(Exercise details)
Return the following material word for word, leaving out the pictures.

Records from a dataset:
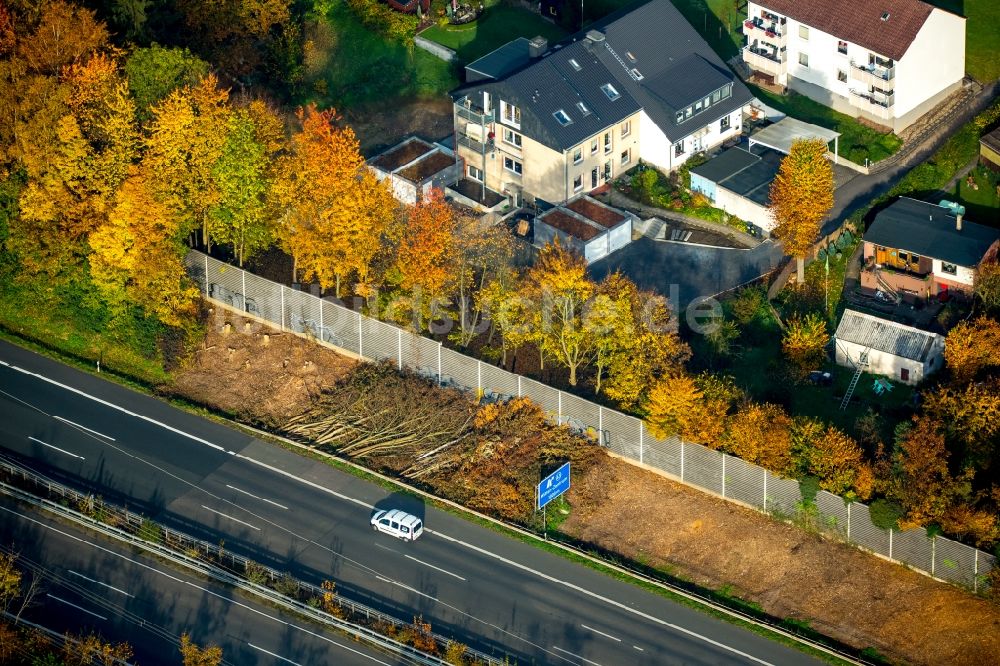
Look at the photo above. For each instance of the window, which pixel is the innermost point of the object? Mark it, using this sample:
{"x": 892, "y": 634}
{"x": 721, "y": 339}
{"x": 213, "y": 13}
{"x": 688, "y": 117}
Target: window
{"x": 510, "y": 114}
{"x": 511, "y": 137}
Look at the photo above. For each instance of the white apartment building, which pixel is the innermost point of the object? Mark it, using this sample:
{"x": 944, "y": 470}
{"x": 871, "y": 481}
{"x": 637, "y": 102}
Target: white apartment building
{"x": 888, "y": 61}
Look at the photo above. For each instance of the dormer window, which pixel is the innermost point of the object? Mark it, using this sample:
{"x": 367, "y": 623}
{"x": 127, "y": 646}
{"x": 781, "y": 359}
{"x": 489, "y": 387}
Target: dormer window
{"x": 562, "y": 117}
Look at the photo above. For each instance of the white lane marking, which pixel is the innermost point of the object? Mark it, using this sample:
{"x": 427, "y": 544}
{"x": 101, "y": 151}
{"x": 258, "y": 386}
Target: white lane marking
{"x": 305, "y": 481}
{"x": 614, "y": 638}
{"x": 556, "y": 647}
{"x": 69, "y": 453}
{"x": 410, "y": 557}
{"x": 110, "y": 587}
{"x": 276, "y": 656}
{"x": 176, "y": 579}
{"x": 262, "y": 499}
{"x": 116, "y": 407}
{"x": 594, "y": 595}
{"x": 236, "y": 520}
{"x": 80, "y": 608}
{"x": 77, "y": 425}
{"x": 369, "y": 506}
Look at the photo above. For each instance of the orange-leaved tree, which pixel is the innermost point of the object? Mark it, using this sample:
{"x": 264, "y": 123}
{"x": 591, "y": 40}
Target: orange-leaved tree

(Task solution)
Look at the photo above. For each instance of the window, which pixel is the innermost point of the object? Mark it, using this sample:
{"x": 892, "y": 634}
{"x": 721, "y": 339}
{"x": 213, "y": 13}
{"x": 688, "y": 117}
Target: window
{"x": 510, "y": 114}
{"x": 511, "y": 137}
Look at the photo above. For each instance of the white apartment building, which pixel is the innermost point of the object? Mark it, using this sample:
{"x": 944, "y": 470}
{"x": 871, "y": 481}
{"x": 637, "y": 102}
Target: white apartment building
{"x": 888, "y": 61}
Look at the photo above. For each instance of the dormer window, which pixel is the innermost point of the object? Mark it, using this sample:
{"x": 367, "y": 623}
{"x": 127, "y": 646}
{"x": 781, "y": 359}
{"x": 489, "y": 387}
Target: dormer window
{"x": 562, "y": 117}
Look at the photo above. For each instance of the white lane marking, which pixel is the innermost point of the object? Mark it, using this sample:
{"x": 427, "y": 544}
{"x": 101, "y": 151}
{"x": 258, "y": 386}
Target: white lane marking
{"x": 305, "y": 481}
{"x": 614, "y": 638}
{"x": 556, "y": 647}
{"x": 69, "y": 453}
{"x": 410, "y": 557}
{"x": 110, "y": 587}
{"x": 276, "y": 656}
{"x": 176, "y": 579}
{"x": 262, "y": 499}
{"x": 116, "y": 407}
{"x": 594, "y": 595}
{"x": 236, "y": 520}
{"x": 80, "y": 608}
{"x": 77, "y": 425}
{"x": 369, "y": 506}
Look at the photo above. For each instance of the orange-leaved tree, which pixel is the innermost point of the object? Mark it, using this sample:
{"x": 264, "y": 123}
{"x": 591, "y": 40}
Target: orange-leaved tree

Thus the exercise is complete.